→ **Exercise instructions**:
1. Answer these questions about the essay on bold engineering decisions:
(a) What did the author judge to be a bigger risk than a full rewrite of the legacy system?
(b) What happened once the replacement package reached production?
(c) According to the closing paragraph, what is the real question about risk?
2. Resume the essay on bold engineering decisions, picking up directly after its final sentence.

→ **Source extract**:

-- START --

Making Bold Decisions as a Software Engineer
_Early in my career, I would've spent months patching the legacy system. It was a Frankenstein's monster of code, with patches on top of patches. Every time we pushed a new feature, a different part of the system would break.
But then I took a step back and asked: what could go wrong if we don't rewrite this monster? The answer was clear: the system would eventually collapse, and our entire product would be at a standstill. The fragility itself was a bigger risk than a full rewrite.
On the other side, I once worked on a codebase that was highly dependent on a package, which worked fine. Then a more modern package was released - promising, simpler to use, better performance, actively maintained. But it required a really hard refactor to adopt.
I was obsessed with replacing that package, and so I did. I spent weeks testing everything and changing huge parts of our codebase. Once it hit production, a major flow stopped working. Luckily, we reverted fast, but I was held back from continuing work on that project.
Both stories taught me the same lesson: Risk is part of every decision. The question is not whether there is risk, but how much, how to manage it, and what you gain from it.

-- END --

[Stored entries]
-- START --

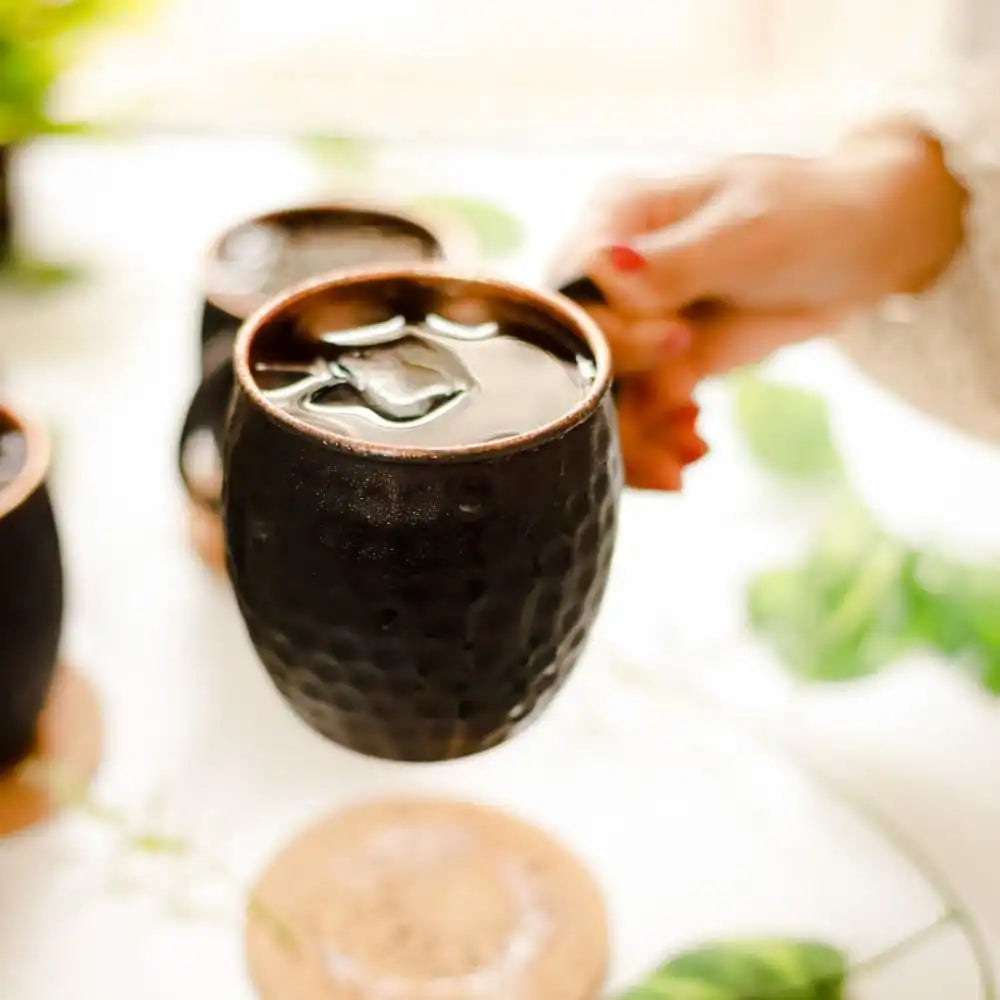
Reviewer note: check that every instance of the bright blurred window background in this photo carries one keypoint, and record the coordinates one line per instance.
(612, 72)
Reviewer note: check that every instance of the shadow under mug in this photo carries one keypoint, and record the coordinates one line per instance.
(202, 435)
(420, 604)
(31, 587)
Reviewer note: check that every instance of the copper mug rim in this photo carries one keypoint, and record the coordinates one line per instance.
(450, 238)
(562, 310)
(36, 461)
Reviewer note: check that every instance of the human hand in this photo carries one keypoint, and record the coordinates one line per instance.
(708, 272)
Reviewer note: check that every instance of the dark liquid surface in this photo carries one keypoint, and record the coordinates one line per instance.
(260, 259)
(13, 452)
(428, 375)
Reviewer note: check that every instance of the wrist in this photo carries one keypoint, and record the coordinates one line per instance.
(910, 208)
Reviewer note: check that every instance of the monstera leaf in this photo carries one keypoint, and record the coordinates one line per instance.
(767, 969)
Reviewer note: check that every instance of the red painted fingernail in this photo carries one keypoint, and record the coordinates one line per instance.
(624, 258)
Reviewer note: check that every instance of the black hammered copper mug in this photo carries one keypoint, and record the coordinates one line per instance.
(31, 585)
(419, 603)
(255, 260)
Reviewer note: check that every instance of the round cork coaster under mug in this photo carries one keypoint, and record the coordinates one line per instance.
(426, 898)
(67, 751)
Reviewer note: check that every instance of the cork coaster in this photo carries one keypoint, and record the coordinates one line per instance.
(68, 741)
(418, 899)
(208, 537)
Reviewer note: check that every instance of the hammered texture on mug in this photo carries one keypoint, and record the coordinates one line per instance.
(31, 606)
(419, 610)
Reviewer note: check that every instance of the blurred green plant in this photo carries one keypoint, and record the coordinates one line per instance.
(786, 429)
(39, 39)
(499, 233)
(350, 153)
(748, 970)
(136, 838)
(860, 598)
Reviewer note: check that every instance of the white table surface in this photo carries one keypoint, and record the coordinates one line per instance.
(668, 763)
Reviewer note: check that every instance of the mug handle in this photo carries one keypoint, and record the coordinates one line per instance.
(206, 411)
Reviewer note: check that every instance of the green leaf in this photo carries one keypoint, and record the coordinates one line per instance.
(845, 611)
(28, 274)
(499, 233)
(345, 152)
(786, 429)
(955, 610)
(767, 969)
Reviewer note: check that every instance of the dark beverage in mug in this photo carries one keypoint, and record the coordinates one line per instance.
(31, 584)
(250, 263)
(418, 378)
(422, 477)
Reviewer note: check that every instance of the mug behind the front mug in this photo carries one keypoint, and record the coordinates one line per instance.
(262, 256)
(31, 586)
(420, 581)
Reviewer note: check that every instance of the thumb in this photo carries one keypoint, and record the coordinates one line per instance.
(736, 338)
(659, 272)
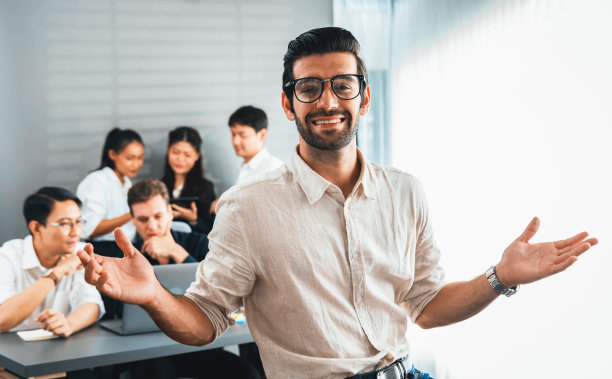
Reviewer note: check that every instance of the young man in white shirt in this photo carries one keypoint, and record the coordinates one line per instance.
(249, 127)
(41, 278)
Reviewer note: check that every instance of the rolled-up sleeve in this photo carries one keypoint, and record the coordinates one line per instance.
(7, 278)
(428, 273)
(227, 274)
(83, 293)
(91, 192)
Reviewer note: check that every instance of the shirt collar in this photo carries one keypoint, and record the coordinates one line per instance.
(314, 185)
(30, 259)
(257, 159)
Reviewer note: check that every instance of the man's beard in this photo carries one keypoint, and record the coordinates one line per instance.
(337, 142)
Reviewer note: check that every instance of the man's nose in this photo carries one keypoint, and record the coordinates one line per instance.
(328, 99)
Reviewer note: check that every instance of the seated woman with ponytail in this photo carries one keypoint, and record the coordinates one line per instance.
(104, 191)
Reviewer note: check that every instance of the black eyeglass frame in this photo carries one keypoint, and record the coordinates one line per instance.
(361, 78)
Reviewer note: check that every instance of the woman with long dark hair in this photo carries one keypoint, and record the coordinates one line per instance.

-- END --

→ **Outputs**:
1.
(a) The fragility of the system itself.
(b) A major flow stopped working.
(c) How much risk there is, how to manage it, and what you gain from it.

2.
One of the most significant change I've made in my career as a software engineer was learning how to make bold decisions, making stepping out of my comfort zone part of my comfort zone.
Why was this so significant?
- I used to obsess over every little detail that might go wrong. That often left me in analysis paralysis, or focusing on low-impact issues.
- Once I got more comfortable with taking bold moves, I also started asking: what could go wrong if I don't do this?
Now, before you think I'm out here YOLO'ing into production: nope 🤟
Engineers should be a little pessimistic, but not only. I still think about edgy race conditions, scaling issues, the "what happens in 2-3 years?" questions. But right after that, I balance it with a different set of questions:
- How certain am I about this failure actually happening?
- If it does fail, how bad is the impact?
- How easy will it be to monitor and maintain it in the long run?
- Complexity adds risk. How much complexity does it add if I try to prevent it upfront or add reactive mitigations mechanisms?
- What happens if I don't make this change?
- And finally: what do other engineers think? (ADR docs are gold here, probably worth a future post on that)
Think of risk as: Severity × Probability
When both severity and probability are high, I spend more time thinking. But if you find yourself constantly in "high risk" mode, that's a signal too. Are you exaggerating? Or is your system actually fragile? Fragility itself is a risk, one that often requires bold decisions to fix. (There are ways to measure it, like DORA metrics, another future post here 🤔)
Of course, this framework can itself become overwhelming, analysis paralysis 2.0 😵💫
But the point isn't to perfect it. The point is to look the hard decision in the eyes, break it down, and ask: is it too risky? No? Let's do this! Yes? Can you reduce the risk? Does it worth it?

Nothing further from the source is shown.